(Extract provided):

Upon written notice to Lessee of any such assignment, Lessee
agrees to pay the Rent and Supplemental Payments with respect to
the Item(s) of Equipment covered by such assignment to such
Assignee in accordance with the instructions specified in such
notice without any abatement, defense, setoff, counterclaim or
recoupment whatsoever, and to otherwise comply with all notices,
directions and demands which may be given by Lessor or such
Assignee with respect to such Item(s), in accordance with the
provisions of this Lease. Notwithstanding any such assignment,
all obligations of Lessor to Lessee under this Lease shall be and
remain enforceable by Lessee against Lessor and any Assignee to
whom an assignment hereunder has been made.
15. Liens. Lessee will not directly or indirectly create,
incur, assume or suffer to exist any Lien on or with respect to
(i) the Equipment or any part or Item thereof, Lessor's title
thereto, or any interest therein, or (ii) this Lease or any of
Lessor's interests hereunder, except any Lien granted or placed
thereon by Lessor or any Assignee. Lessee, at its own expense,
will promptly pay, satisfy and otherwise take such actions as may
be necessary to keep this Lease and the Equipment free and clear
of, and to duly discharge or eliminate or bond in a manner
satisfactory to Lessor and each Assignee, any such Lien not
excepted above if the same shall arise at any time. Lessee will
notify Lessor and each Assignee in writing promptly upon becoming
aware of any tax or other Lien (other than any lien excepted
above) that shall attach to the Equipment or any Item of
Equipment, and of the full particulars thereof.

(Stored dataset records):
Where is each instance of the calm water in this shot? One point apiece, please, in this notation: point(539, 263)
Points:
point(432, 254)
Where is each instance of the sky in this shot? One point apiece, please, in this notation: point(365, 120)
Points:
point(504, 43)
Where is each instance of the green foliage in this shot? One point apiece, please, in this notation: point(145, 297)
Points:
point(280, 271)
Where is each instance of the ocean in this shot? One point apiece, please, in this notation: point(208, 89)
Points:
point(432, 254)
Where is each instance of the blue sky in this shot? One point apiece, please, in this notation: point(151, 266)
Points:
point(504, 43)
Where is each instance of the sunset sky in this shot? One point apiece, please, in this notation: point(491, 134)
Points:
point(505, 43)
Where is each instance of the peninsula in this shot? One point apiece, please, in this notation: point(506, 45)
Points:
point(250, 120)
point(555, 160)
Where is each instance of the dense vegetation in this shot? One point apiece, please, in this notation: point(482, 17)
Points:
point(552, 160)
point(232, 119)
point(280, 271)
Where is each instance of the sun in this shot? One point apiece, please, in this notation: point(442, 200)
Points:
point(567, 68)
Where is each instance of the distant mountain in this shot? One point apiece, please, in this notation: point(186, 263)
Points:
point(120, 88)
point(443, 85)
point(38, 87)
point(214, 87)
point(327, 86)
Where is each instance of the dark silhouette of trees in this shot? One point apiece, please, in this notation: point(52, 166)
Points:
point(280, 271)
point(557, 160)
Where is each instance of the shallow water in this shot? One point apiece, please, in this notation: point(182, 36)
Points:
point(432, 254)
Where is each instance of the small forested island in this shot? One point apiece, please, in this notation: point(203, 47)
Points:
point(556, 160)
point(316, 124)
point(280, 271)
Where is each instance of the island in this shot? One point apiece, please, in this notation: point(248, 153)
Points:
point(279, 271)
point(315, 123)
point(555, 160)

(Set problem): Continue the equipment lease excerpt from its final sentence, drafting the next provision in the same contractual style.

(Answer for the task):
16. Loss, Damage or Destruction.
(a) Risk of Loss, Damage or Destruction. Lessee hereby
assumes all risk of loss, damage, theft, taking, destruction,
confiscation, requisition or commandeering, partial or complete,
of or to each Item of Equipment, however caused or occasioned,
such risk to be borne by Lessee with respect to each Item of
Equipment from the date of this Lease, and continuing until such
Item of Equipment has been returned to Lessor in accordance with
the provisions of Section 6 hereof or has been purchased by
Lessee in accordance with the provisions of Section 28 hereof.
Lessee agrees that no occurrence specified in the preceding
sentence shall impair, in whole or in part, any obligation of
Lessee under this Lease, including, without limitation, the
obligation to pay Rent.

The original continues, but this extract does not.